Brief:
Search the data for "tight" and copy every matching line.

---+---

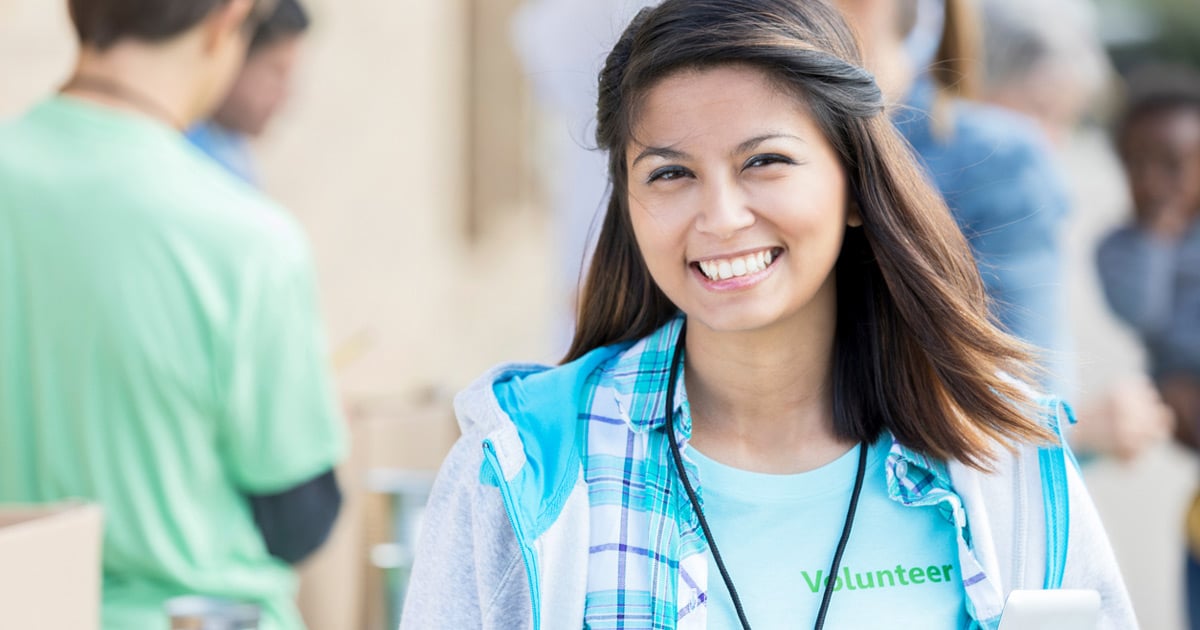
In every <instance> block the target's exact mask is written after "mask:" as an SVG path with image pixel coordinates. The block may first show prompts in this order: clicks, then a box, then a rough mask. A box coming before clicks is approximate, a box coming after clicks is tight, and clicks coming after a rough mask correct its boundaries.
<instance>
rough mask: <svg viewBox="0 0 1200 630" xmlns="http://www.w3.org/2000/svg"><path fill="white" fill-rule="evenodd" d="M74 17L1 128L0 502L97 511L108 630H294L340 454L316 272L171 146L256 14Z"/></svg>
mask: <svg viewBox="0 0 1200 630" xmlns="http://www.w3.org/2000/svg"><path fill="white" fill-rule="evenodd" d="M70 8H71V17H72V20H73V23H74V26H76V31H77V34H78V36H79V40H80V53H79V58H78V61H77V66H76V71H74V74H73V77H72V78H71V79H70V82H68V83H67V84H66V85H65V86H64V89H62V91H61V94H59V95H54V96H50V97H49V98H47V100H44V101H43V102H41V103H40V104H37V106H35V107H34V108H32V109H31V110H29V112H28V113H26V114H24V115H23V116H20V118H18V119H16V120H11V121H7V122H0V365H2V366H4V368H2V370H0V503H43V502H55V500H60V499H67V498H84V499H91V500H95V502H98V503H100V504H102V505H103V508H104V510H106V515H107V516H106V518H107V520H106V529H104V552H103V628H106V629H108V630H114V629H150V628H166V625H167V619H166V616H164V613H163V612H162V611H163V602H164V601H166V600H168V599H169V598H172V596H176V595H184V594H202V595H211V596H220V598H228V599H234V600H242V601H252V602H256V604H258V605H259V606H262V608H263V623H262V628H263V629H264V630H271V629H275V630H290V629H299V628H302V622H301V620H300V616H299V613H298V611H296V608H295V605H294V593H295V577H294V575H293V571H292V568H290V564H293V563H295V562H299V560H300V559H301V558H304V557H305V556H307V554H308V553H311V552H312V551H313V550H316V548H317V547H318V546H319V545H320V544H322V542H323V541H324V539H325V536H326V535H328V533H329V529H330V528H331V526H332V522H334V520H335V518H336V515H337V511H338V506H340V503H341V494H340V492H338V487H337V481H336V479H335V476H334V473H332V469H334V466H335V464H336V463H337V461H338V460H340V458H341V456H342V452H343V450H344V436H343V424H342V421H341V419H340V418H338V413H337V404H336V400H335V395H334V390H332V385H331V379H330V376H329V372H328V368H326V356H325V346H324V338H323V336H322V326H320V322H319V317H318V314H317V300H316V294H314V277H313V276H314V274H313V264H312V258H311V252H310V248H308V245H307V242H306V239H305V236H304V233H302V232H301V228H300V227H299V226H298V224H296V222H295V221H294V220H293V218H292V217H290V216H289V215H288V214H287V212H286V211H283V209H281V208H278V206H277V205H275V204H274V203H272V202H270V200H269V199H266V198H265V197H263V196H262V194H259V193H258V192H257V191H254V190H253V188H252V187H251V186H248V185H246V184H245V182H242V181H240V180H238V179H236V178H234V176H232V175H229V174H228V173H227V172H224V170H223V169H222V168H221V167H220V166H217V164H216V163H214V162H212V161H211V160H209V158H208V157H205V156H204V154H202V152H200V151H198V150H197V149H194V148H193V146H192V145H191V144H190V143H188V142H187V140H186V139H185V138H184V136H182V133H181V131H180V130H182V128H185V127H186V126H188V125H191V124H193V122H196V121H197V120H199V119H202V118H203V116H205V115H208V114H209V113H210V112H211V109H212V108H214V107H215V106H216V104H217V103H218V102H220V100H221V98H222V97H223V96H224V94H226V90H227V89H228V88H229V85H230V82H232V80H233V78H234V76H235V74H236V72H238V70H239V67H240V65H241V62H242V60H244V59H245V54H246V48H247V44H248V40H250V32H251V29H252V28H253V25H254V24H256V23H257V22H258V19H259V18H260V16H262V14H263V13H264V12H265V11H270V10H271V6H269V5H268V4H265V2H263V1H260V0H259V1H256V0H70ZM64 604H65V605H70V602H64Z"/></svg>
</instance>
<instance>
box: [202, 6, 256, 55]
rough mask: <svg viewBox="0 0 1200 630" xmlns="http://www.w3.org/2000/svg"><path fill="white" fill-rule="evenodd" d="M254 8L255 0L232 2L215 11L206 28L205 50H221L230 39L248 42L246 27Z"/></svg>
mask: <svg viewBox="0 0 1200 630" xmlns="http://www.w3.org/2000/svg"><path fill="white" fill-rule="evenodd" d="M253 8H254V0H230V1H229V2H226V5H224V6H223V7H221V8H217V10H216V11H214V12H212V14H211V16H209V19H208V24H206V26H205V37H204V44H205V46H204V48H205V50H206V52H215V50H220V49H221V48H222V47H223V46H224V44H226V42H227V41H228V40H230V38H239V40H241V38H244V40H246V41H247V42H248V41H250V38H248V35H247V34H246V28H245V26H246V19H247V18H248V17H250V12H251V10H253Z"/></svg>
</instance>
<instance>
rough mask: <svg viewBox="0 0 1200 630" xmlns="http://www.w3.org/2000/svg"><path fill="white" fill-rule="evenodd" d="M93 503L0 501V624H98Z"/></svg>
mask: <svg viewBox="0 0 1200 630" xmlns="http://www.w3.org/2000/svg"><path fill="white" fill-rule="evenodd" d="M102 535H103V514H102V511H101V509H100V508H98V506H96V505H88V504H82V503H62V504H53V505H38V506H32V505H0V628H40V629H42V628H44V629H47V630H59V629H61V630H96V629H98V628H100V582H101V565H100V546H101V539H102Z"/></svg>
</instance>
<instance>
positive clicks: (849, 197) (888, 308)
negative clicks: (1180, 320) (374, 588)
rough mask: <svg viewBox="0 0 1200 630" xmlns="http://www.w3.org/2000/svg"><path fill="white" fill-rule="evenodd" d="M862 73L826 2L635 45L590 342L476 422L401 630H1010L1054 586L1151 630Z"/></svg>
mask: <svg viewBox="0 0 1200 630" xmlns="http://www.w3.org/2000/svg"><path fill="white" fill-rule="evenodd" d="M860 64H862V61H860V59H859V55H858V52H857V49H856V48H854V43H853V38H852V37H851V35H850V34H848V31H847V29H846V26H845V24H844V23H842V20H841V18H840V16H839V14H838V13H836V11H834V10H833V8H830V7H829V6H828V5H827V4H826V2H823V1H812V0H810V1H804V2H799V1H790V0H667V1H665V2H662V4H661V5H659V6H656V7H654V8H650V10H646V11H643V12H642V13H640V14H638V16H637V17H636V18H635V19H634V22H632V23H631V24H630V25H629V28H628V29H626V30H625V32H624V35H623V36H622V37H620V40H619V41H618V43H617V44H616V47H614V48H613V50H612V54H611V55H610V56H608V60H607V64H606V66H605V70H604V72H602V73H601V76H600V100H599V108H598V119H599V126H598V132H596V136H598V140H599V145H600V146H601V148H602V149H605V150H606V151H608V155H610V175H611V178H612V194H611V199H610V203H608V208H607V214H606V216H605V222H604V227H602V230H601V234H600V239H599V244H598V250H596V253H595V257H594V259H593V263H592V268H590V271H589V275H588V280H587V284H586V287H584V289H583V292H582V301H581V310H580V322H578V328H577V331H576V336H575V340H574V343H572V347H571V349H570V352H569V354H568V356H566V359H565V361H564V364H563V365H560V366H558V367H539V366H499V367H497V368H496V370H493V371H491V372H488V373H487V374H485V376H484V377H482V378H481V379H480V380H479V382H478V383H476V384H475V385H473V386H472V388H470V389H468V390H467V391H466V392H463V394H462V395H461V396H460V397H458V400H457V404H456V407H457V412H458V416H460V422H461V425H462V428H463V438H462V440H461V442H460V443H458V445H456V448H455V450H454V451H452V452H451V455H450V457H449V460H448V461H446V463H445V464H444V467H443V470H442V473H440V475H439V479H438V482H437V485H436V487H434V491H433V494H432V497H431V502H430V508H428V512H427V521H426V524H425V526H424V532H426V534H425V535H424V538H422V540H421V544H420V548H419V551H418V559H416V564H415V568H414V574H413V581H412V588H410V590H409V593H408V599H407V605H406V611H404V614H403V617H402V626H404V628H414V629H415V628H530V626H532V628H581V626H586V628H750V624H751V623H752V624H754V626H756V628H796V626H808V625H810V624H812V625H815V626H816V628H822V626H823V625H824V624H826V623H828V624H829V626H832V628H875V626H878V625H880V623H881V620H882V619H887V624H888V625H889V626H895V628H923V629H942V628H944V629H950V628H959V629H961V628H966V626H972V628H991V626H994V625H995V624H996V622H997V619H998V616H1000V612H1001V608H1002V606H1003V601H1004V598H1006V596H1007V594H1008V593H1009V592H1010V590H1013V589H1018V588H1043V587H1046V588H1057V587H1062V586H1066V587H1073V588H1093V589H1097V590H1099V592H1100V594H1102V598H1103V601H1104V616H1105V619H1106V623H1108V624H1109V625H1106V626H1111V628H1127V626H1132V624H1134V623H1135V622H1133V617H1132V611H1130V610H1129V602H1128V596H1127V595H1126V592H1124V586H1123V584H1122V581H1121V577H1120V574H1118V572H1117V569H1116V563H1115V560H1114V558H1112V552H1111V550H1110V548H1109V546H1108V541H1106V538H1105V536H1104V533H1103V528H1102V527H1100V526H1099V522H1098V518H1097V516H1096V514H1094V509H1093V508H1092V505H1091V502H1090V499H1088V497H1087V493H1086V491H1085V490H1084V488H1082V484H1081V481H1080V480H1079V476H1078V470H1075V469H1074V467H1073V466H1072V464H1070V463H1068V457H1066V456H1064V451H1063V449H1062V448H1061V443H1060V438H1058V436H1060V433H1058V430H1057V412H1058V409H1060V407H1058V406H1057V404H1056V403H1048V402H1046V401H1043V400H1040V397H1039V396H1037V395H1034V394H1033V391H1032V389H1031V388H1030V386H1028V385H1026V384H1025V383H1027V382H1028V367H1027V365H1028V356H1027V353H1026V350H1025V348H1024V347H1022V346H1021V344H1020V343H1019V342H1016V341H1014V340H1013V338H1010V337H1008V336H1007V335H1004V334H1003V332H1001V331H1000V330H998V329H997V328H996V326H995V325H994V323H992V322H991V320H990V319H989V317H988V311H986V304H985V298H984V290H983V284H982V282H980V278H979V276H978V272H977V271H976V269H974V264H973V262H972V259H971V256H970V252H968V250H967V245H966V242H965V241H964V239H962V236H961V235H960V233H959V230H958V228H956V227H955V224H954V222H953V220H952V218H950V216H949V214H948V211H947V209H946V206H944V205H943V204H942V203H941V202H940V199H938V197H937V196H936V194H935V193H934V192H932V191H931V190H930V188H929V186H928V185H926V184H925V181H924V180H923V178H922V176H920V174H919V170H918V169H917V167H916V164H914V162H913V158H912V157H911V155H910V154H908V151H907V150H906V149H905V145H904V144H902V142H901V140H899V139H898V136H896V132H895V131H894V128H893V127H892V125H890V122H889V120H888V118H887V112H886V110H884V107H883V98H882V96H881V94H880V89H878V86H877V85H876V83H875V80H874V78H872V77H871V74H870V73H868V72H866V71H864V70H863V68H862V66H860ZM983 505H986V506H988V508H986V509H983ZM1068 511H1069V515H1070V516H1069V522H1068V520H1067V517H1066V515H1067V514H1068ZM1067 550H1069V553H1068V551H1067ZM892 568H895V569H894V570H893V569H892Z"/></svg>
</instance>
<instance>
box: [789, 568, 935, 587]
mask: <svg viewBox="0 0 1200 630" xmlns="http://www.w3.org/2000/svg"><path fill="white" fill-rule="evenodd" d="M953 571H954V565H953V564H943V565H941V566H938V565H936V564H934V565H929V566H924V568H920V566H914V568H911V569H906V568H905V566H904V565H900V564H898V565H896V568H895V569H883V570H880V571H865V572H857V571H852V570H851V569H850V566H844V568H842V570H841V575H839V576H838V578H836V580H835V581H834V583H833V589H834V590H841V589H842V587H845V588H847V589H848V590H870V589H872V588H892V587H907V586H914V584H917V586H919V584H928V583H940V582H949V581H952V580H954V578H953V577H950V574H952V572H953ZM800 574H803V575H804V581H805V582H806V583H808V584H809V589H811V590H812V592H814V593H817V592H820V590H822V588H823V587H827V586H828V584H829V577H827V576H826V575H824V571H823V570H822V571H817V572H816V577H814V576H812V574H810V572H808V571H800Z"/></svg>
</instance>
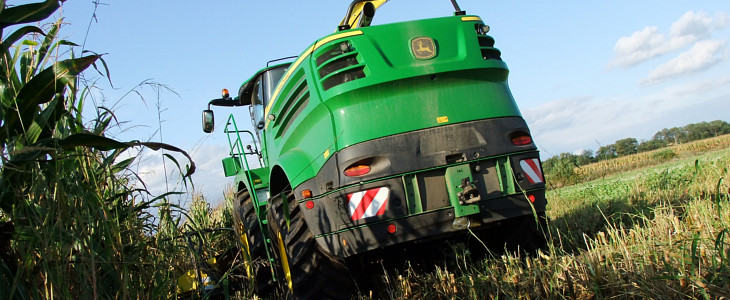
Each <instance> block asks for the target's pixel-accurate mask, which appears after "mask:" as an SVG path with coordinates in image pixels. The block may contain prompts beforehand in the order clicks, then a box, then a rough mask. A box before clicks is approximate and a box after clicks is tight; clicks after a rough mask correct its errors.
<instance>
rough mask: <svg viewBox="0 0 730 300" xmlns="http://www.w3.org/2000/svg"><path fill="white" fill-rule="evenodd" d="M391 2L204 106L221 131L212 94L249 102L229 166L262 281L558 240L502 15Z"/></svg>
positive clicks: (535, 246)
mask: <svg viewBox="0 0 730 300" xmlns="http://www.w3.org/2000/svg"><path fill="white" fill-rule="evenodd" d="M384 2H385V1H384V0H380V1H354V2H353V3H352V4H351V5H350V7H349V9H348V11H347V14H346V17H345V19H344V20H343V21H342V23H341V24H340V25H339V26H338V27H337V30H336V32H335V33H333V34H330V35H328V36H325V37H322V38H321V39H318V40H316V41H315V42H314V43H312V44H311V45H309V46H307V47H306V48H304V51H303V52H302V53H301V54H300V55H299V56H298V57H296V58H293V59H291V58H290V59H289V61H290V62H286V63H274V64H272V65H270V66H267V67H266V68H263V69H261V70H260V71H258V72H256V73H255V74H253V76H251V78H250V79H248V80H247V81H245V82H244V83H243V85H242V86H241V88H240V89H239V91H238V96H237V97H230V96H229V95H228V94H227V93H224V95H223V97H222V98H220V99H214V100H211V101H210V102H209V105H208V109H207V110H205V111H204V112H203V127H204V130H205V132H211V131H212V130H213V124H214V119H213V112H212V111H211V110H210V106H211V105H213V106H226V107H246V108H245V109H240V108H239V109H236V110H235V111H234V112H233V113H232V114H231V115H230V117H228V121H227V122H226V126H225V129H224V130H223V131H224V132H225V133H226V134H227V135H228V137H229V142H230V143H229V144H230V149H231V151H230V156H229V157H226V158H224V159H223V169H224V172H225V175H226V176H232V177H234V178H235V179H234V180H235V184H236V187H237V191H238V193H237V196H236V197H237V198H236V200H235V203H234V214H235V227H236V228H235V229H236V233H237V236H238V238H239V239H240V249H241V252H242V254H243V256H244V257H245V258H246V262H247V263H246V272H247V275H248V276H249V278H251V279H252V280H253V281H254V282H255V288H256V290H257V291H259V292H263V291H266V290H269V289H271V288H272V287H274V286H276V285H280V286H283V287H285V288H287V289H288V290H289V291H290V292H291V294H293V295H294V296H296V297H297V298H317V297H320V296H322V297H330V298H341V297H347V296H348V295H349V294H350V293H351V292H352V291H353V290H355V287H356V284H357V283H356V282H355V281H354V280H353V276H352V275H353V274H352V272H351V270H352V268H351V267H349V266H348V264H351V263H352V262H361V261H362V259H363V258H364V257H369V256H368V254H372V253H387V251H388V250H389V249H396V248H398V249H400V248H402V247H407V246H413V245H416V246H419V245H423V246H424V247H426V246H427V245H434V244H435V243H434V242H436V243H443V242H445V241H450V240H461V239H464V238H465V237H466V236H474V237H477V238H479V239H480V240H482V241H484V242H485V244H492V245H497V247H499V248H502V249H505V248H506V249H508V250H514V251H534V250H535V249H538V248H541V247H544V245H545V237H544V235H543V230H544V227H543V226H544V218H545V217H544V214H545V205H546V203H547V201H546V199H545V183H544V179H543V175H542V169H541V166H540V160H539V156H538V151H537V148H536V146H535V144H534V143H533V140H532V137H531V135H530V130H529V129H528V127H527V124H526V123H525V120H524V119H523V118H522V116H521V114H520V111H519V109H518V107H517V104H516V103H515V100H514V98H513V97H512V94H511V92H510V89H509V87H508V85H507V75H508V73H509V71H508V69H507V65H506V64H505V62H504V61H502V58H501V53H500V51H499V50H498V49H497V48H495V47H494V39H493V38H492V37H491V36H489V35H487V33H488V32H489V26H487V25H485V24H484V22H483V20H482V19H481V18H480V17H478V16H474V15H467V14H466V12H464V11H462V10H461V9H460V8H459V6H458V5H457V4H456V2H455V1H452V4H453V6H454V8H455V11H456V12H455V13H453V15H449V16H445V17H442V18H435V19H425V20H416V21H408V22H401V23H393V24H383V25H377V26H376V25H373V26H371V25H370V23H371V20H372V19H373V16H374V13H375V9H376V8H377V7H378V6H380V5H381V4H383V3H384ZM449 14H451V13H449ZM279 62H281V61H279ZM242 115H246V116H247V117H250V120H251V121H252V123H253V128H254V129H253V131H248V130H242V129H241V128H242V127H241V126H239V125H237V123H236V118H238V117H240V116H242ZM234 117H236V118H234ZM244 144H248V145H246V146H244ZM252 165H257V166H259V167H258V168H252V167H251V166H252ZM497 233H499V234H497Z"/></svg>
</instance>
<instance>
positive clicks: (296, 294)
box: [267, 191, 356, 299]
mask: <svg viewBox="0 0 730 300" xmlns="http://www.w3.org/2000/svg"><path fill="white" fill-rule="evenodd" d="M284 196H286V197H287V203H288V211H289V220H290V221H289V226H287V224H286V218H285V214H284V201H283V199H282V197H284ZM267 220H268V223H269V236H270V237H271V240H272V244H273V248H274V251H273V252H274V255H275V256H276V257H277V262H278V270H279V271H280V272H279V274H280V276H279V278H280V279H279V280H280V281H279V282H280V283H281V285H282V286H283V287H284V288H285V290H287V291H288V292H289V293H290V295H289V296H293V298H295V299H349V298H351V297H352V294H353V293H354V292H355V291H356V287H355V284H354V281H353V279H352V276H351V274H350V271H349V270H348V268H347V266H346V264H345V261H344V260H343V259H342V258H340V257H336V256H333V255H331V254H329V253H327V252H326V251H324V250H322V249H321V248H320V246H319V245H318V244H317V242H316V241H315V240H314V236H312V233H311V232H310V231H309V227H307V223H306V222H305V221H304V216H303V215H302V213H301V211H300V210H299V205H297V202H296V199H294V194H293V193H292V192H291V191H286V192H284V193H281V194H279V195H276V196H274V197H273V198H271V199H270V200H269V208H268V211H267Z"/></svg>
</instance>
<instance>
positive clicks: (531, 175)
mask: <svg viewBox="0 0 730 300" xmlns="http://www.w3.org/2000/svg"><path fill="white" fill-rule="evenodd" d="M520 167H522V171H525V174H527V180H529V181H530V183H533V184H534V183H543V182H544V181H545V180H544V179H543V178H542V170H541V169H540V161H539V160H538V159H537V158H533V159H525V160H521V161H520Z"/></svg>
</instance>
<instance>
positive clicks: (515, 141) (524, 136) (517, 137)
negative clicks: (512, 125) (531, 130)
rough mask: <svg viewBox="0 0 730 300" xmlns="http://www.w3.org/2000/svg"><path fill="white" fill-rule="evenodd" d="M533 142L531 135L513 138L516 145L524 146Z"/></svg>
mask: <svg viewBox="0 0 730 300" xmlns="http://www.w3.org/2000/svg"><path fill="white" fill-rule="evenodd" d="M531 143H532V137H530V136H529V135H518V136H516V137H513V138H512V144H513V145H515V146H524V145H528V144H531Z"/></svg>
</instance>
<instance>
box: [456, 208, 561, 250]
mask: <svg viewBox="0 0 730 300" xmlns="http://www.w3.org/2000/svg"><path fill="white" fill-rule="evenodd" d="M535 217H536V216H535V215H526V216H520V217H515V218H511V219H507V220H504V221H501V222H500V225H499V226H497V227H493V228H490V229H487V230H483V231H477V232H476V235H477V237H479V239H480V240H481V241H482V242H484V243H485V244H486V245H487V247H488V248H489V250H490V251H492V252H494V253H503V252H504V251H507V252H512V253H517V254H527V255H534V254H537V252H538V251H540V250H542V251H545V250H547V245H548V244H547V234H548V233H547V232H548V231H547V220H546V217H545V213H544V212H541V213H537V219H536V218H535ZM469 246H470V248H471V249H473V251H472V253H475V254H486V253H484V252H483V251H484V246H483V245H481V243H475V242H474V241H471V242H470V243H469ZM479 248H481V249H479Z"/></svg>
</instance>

---+---

Your response:
In every <instance> block the target's exact mask is written after "mask:" as an SVG path with image pixel coordinates. The block may first show prompts in this order: clicks, then a box, then a rough mask. A box coming before clicks is approximate, a box coming after clicks is tight, and clicks coming after a rough mask correct its boundaries.
Each <instance> block asks for the target's pixel-accurate mask, which appears after "mask:" as an SVG path with coordinates in image pixels. The block may contain prompts beforehand in the order clicks, then a box, then a rough mask. A box before clicks is approximate and a box after clicks is tight; clicks after a rough mask correct its errors.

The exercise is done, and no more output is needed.